» **Source extract**
*** Block opens ***

Design and construction
- Architect: Gustav Georg Carl Gause

= Hotel Bristol (Berlin) =

Hotel in Berlin, Germany

Hotel Bristol was a luxury hotel on Unter den Linden in Berlin, Germany. It was designed by architect Gustav Georg Carl Gause and opened in 1891.

==History==
The Hotel Bristol was built in an era of economic boom and ever increasing travel and business. It was constructed between 1890 and 1891. It was designed by architect Gustav Georg Carl Gause for owner Conrad Uhl. The hotel opened fifteen years after the opening of the then leading luxury Kaiserhof Hotel. It also competed with the nearby Central-Hotel that opened 1881. The hotel initially had the address Unter den Linden 5–6, but after the numbering of the buildings on the street changed in 1936/37, it became Number 65.

In 1904, following the hotel's bankruptcy, the Hotelbetriebs-Aktiengesellschaft (now Kempinski) acquired the hotel. The company paid over 10 million marks for the property, it also took over the nearby Behrenstraße property for 1.2 million marks.

The hotel restaurant was frequented by French Embassy staff until the July Crisis starting World War I in 1914, when the German government ordered French Ambassador Jules Cambon against dining there to ensure their safety until they could be evacuated.

On February 15, 1944, an Allied air raid on Berlin destroyed the Hotel Bristol. After the War, the Soviet Union built its embassy in East Berlin on the site of the former hotel.

The Hotel Bristol was one of the most distinguished luxury hotels in Berlin. In 1904 it had 350 rooms and a garden. A hotel expert described it in a travel guide published in 1905 as the "most international" of Berlin hotels. Later, the total number of living rooms, salons, bedrooms, and bathrooms, was 515. The hotel's bar was popular with wealthy young naval officers during World War I.

==Events==
On September 30, 1897, the first International Motor Show Germany was held at the hotel, with a total of eight motor vehicles on display.

==Notable guests==
- In April 1904 Ferdinand Sauerbruch stayed at the hotel. He later listed it as one of his favorite restaurants and hotels. In the 1930s, Sauerbruch stayed at the hotel when he participated with colleague Johann von Mikulicz in an international conference for surgeons.
- On February 27, 1940, German artist and architect Peter Behrens died of heart failure in the Hotel Bristol.
- Other notable guests have included George Bernard Shaw and Friedrich Alfred Krupp.

==Literature==
Novelist Vicki Baum worked at the hotel as a chambermaid in order to get experience and inspiration to write Grand Hotel, her most well-known work.

Hotel Bristol is one of the locations in Theodor Fontane's novel, Der Stechlin. Fontane's aging aristocrat Stechlin stays in the hotel and wonders why so many first-class hotels are called Bristol. "Bristol is at the end only a place of the second rank, but Hotel Bristol is always fine", he says.

*** Block closes ***

» **Data from a data source**
*** Block opens ***

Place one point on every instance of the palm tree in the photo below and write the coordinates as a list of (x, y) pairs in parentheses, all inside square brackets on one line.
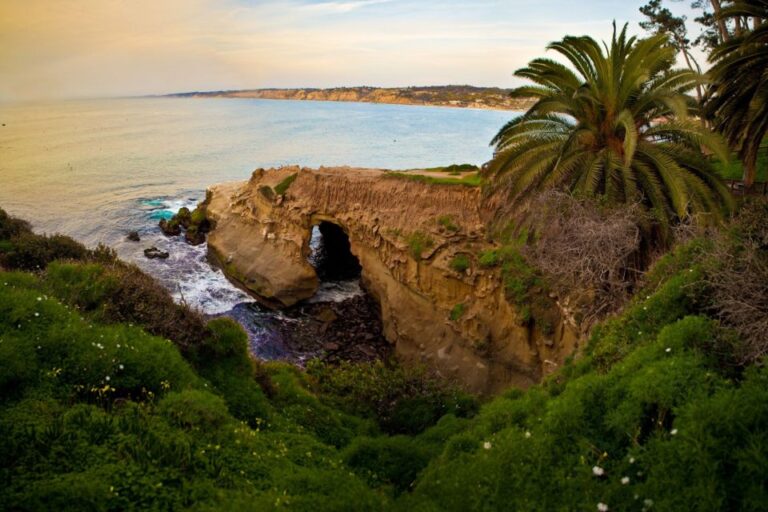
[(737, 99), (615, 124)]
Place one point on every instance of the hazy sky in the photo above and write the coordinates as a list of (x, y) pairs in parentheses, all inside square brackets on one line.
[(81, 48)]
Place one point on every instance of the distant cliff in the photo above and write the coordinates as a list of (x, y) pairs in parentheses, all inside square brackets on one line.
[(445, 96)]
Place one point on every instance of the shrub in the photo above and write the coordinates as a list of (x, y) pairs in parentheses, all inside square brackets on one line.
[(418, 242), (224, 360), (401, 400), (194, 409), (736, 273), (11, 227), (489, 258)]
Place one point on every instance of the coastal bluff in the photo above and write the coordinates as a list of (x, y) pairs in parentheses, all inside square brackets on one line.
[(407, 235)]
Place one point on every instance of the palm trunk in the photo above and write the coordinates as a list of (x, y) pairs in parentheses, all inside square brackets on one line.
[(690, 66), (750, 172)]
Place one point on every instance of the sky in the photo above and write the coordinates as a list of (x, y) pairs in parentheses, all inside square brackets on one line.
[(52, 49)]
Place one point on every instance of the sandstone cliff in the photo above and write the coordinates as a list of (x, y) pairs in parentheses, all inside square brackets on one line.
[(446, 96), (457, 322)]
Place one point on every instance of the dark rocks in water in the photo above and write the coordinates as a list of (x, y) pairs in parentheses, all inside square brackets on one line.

*** Block closes ***

» **Exercise details**
In the text on the Hotel Bristol, condense the paragraph beginning "The Hotel Bristol was built in an era" into a bulleted list that keeps its main facts. This data was drawn from a source separate from the text.

» **Task answer**
- Built between 1890 and 1891, during an era of economic boom and growing travel and business.
- Designed by architect Gustav Georg Carl Gause for owner Conrad Uhl.
- Opened fifteen years after the Kaiserhof Hotel, then the leading luxury hotel.
- Competed with the nearby Central-Hotel, which opened in 1881.
- Originally at Unter den Linden 5–6; after the street was renumbered in 1936/37, its address became Number 65.